What you have to do
Copy everything from the start of the records down to the line containing "<point>419,61</point>", swapping "fish market display" for "seafood stall" and leaving all else unchanged.

Information shown
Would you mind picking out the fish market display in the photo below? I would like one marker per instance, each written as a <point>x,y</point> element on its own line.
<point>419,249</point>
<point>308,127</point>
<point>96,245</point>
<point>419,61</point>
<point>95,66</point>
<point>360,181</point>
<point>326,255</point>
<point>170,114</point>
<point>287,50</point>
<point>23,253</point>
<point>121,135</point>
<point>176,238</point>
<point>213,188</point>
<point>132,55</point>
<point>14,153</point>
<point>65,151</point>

Finished exercise
Would you mind picking out the seafood stall in the photo below? I would like one marker per instance, each written as a <point>x,y</point> element on its own line.
<point>419,249</point>
<point>308,127</point>
<point>96,245</point>
<point>419,61</point>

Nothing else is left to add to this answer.